#### [Page extract]

Luoxia Hong (Chinese: 落下閎, c. 130–70 BCE[1]) was a Chinese astronomer during the Western Han dynasty. A folk astronomer from southwest China,[2] Hong was one of over twenty astronomers who traveled to Chang'an (now Xi'an) to propose a new calendar system for Emperor Wu.[3] It was not uncommon for emperors to introduce new calendars in order to place greater emphasis on heavenly bodies that were seen as particularly astrologically relevant to the particular ruler,[4] but this reform was of such a scale that it was called the "Grand Inception" (太初) in contemporary documents.[5] The calendar made by Hong and his associate Deng Ping was accepted over that of other contestants, including several imperial astronomers.[4] It included 12 months of 29 or 30 days, with an additional month in seven out of 19 years.[4] It also included precise calculations for the movement of the sun, moon, planets, and the time of eclipses, which Hong was able to predict using an equatorial armillary sphere which he significantly improved,[6] or possibly even invented.[3] The Tai Chu lunisolar calendar went into effect in 104 BCE, and remained substantially unchanged for nearly 2,000 years.[3] Emperor Wu offered Hong an official position at court, but Hong declined and returned to solitary life.[4]

Luoxia Hong
Years activec. 100 BCE

See also



  1. ^ Cleary, Thomas (trans.) (2009). Alchemists, Mediums, and Magicians: Stories of Taoist Mystics. Shambhala Publications. p. 134. ISBN 9780834821668. Retrieved 1 January 2017.

#### [Written task A]
Please list the heavenly bodies whose movement the calendar's calculations covered, according to the Luoxia Hong article.
#### [Written task B]
Extend the Luoxia Hong article beyond its final line.

#### [Stored data]
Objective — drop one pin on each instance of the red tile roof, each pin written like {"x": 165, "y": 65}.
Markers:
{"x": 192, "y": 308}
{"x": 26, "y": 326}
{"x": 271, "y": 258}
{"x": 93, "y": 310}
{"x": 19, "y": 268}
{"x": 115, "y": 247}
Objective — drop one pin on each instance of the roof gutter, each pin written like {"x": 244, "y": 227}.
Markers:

#### [Final answer A]
The sun, the moon, the planets

#### [Final answer B]
  2. ^ The historian Sima Qian notes in the Shi ji (26, 1260) that Hong was from Ba, a kingdom that had been conquered by Qin more than 200 years earlier, and which lies in modern Sichuan. See translation in Cullen, Christopher (2006) Astronomy and Mathematics in Ancient China: The Zhou Bi Suan Jing p. 63.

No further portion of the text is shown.